● **STATED EXERCISE A**: From the print toning discussion, extract the passage from "-- Jorge Gasteazoro" to "this helps. ;^D)".
● **STATED EXERCISE B**: In the print toning discussion, condense the paragraph beginning "Jorge is right on" into a short bulleted list that keeps its main points.
● **STATED EXERCISE C**: Carry on the print toning discussion past its final sentence.

Get them wet again....then put them on the toner, after wash throughly and dry....

-- Jorge Gasteazoro (rossorabbit@hotmail.com), February 23, 2002.

Jorge is right on. However, one caveat: If the prints are not thoroughly fixed and/or washed, stains can result. Also, if you used a hardening fixer, the toning may not take place. In case of doubt I recommend the following procedure:

Soak the prints till completely wet (5-10 min)

Re-fix for 1/2 the recommended time in fresh non-hardening fixer (type and dilution up to you. I have used plain hypo with a dash of sodium sulfite for 3 minutes in the past. I now use a rapid fixer at "film strength" for 1 minute.)

Transfer the prints directly from the fixer to the toning bath WITHOUT an intermediate rinse.

Tone until the desired tone change is reached. Then hypo-clear and wash as usual.

Hope this helps. ;^D)

-- Doremus Scudder (ScudderLandreth@compuserve.com), February 24, 2002.


The effect of hardeners in acid fixers is active only during the gelatin is wet. Once the gelatin-coasted material is dried, the effect is gone. Therefore, re-fixing is unnecessary as long as the original print is completely fixed (as it should be).

This is another reason hardener is pretty much unnecessary in most hand processing situations.

Dataset entries

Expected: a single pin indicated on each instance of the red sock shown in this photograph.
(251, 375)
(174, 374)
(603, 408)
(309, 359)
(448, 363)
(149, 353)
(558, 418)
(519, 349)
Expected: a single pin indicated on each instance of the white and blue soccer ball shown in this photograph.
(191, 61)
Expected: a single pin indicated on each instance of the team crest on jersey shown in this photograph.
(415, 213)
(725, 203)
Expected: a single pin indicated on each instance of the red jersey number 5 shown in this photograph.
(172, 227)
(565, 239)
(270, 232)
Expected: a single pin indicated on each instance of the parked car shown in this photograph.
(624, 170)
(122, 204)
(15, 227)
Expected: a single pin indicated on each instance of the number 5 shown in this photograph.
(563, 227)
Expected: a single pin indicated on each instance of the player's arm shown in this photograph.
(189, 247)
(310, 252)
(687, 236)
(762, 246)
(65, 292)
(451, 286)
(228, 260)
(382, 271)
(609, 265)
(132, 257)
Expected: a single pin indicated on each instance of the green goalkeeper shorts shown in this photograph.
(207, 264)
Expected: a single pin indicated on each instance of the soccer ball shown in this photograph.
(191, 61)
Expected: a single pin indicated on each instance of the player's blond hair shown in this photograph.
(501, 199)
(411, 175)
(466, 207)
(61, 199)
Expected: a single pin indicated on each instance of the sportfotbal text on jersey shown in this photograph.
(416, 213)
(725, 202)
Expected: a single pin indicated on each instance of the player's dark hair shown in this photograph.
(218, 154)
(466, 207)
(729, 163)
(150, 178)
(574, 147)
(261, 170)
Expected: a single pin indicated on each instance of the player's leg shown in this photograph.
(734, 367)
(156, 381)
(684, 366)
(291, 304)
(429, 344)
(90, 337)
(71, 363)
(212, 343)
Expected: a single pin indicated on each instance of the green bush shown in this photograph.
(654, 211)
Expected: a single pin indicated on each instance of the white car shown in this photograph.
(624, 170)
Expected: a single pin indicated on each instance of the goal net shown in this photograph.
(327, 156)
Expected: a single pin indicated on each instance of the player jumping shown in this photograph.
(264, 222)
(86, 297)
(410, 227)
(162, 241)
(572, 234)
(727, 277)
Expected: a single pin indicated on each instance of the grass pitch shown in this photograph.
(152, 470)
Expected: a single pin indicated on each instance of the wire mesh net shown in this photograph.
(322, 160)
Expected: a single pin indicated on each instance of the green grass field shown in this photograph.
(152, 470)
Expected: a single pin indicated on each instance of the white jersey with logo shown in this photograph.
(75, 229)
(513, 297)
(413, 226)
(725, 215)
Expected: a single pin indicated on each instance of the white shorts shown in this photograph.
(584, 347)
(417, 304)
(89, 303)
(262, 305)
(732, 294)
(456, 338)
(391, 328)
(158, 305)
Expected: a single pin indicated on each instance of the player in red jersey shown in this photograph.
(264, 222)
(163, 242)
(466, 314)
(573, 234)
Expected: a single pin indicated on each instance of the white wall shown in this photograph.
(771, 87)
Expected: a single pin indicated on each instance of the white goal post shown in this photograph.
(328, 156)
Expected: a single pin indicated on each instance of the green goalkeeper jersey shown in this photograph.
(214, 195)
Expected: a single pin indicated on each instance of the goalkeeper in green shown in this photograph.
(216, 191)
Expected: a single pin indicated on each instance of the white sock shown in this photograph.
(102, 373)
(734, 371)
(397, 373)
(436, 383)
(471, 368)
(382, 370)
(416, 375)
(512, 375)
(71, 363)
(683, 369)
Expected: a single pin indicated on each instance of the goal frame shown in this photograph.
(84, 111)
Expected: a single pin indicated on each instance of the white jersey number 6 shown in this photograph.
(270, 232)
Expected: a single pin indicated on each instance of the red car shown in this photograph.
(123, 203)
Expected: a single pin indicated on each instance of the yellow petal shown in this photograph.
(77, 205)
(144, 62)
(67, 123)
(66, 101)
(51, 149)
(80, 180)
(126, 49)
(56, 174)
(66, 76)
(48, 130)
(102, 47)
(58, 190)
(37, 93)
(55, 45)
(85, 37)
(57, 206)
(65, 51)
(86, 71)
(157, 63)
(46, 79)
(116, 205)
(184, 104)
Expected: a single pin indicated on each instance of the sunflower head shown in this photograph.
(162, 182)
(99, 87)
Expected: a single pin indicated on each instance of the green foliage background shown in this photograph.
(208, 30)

● **RESPONSE A**:
-- Jorge Gasteazoro (rossorabbit@hotmail.com), February 23, 2002.

Jorge is right on. However, one caveat: If the prints are not thoroughly fixed and/or washed, stains can result. Also, if you used a hardening fixer, the toning may not take place. In case of doubt I recommend the following procedure:

Soak the prints till completely wet (5-10 min)

Re-fix for 1/2 the recommended time in fresh non-hardening fixer (type and dilution up to you. I have used plain hypo with a dash of sodium sulfite for 3 minutes in the past. I now use a rapid fixer at "film strength" for 1 minute.)

Transfer the prints directly from the fixer to the toning bath WITHOUT an intermediate rinse.

Tone until the desired tone change is reached. Then hypo-clear and wash as usual.

Hope this helps. ;^D)

● **RESPONSE B**:
- Agrees with Jorge's advice.
- Prints that are not thoroughly fixed and/or washed can stain.
- Toning may not take place if a hardening fixer was used.
- When in doubt, follow the procedure that comes next.

● **RESPONSE C**:
-- Ryuji Suzuki (rsuzuki@rs.cncdsl.com), February 24, 2002.


I would advise against going straight from fixer to selenium, and instead at least rinse the print and wash for three to five minutes before transferring to the selenium.

You can keep selenium for a long time, so no use contaminating it with any more fixer than necessary. There was a thread several months ago that discussed this issue that you might want to look up in the archives.

-- Jim Rock (jameswrock@aol.com), February 24, 2002.


If you're going for a heavy-toned look (reddish purple tone) and have trouble acheiving the intensity you want in a reasonable amount of time warm the toner up a bit. Selenium toners activity is affected by temperature and increasing the toner temp to 90-100 degrees can halve the toning time.